Write the data out again exactly, dropping any images it holds.

################

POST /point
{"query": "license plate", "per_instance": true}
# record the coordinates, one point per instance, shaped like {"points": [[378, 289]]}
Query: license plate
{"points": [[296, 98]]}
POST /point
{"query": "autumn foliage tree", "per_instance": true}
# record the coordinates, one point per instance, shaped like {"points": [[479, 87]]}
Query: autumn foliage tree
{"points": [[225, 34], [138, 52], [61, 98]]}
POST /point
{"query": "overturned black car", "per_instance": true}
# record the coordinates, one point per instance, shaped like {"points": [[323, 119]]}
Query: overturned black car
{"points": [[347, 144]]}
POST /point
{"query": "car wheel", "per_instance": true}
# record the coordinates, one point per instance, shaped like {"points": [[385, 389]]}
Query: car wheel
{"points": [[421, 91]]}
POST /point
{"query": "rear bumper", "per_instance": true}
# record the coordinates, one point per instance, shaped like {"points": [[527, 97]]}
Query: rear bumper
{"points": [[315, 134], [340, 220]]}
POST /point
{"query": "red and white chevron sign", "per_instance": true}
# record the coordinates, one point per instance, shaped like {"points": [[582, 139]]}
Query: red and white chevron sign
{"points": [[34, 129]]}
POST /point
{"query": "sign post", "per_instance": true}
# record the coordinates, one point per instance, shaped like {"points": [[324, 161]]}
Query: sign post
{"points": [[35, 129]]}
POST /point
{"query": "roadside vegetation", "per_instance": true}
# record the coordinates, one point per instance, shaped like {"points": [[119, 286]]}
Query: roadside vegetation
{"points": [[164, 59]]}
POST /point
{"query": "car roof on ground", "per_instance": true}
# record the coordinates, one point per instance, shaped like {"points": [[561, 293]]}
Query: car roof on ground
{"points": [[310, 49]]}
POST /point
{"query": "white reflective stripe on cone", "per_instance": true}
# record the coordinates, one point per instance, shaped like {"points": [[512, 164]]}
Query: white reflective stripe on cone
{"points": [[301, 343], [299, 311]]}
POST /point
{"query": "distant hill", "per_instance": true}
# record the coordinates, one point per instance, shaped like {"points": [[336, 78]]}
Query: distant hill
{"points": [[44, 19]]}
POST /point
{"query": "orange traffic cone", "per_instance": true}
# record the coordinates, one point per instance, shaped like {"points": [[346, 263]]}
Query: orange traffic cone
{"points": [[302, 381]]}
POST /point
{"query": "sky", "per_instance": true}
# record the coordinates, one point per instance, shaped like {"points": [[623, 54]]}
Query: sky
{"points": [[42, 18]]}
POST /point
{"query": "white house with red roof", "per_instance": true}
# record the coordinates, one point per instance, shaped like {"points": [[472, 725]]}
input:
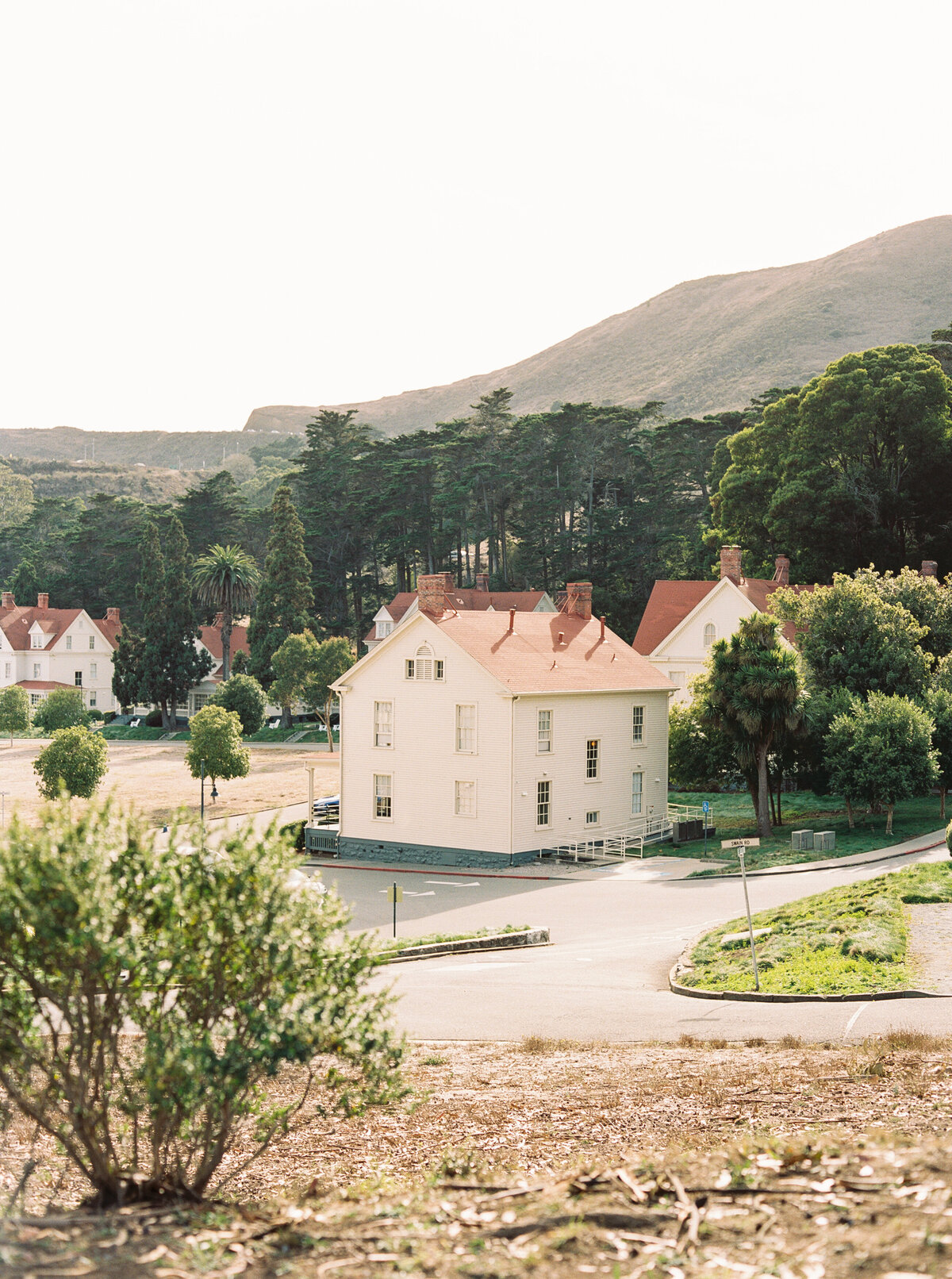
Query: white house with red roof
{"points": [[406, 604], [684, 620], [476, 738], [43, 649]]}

################

Task response:
POST /point
{"query": "license plate", "per_instance": true}
# record the coordinates, one point per instance, shaped like {"points": [[378, 289]]}
Query: license plate
{"points": [[296, 98]]}
POST /point
{"query": "autumn foliage tree", "per_instance": true}
# record the coordinates, one point per instance, shaped like {"points": [[479, 87]]}
Query: autumn foliage tree
{"points": [[225, 34], [138, 52], [61, 98]]}
POST /point
{"query": "overturned black car", "per_instance": true}
# record the coordinates, one point per instance, shaped like {"points": [[323, 119]]}
Query: overturned black car
{"points": [[347, 144]]}
POST /point
{"query": "car wheel", "per_instance": true}
# record the coordinates, one point per instance, shaped like {"points": [[385, 389]]}
Query: car wheel
{"points": [[421, 91]]}
POST /point
{"query": "rear bumper", "per_instance": true}
# record the coordinates, one point per instance, shaped like {"points": [[527, 97]]}
Query: rear bumper
{"points": [[315, 134], [340, 220]]}
POST /point
{"query": "red and white chevron sign", "per_instance": true}
# record the coordinates, one point per instance, shaped like {"points": [[582, 139]]}
Query: red and white chevron sign
{"points": [[34, 129]]}
POST /point
{"query": "sign post", "per_instance": true}
# record the coordinates, one point per instance, shaped like {"points": [[324, 161]]}
Query: sign post
{"points": [[35, 129]]}
POST /point
{"query": "roadside vegetation", "per_instance": true}
# record the coordinates, one point per instance, shaped like {"points": [[119, 286]]}
Query: roadside vegetation
{"points": [[164, 59]]}
POST /point
{"query": "car roof on ground", "per_instance": true}
# record the coordinates, one point per instance, shaped like {"points": [[561, 293]]}
Query: car roof on ground
{"points": [[310, 49]]}
POST /point
{"query": "white reflective stripe on cone", "per_instance": true}
# record the coordinates, one point per instance, shaped like {"points": [[512, 164]]}
Query: white reflective stripe on cone
{"points": [[301, 343], [299, 311]]}
POST /point
{"query": "distant hill", "per_instance": true}
# record the coordinates, one point per instance, shaped like {"points": [[336, 78]]}
Query: distant hill
{"points": [[44, 19]]}
POST /point
{"query": "orange traffic cone", "per_instance": true}
# record the coordinates, one point per instance, shaped like {"points": [[346, 263]]}
Query: orange traffic cone
{"points": [[302, 381]]}
POST /point
{"query": "sky", "per_instance": true}
# record the coordinates, one point per instance, shaped like {"points": [[623, 54]]}
Query: sky
{"points": [[42, 18]]}
POST /point
{"query": "white house with red roof", "per_instance": true}
# record the coordinates, one point per instance, shaped like {"points": [[472, 725]]}
input:
Query: white house with red roof
{"points": [[406, 604], [684, 620], [476, 738], [43, 649]]}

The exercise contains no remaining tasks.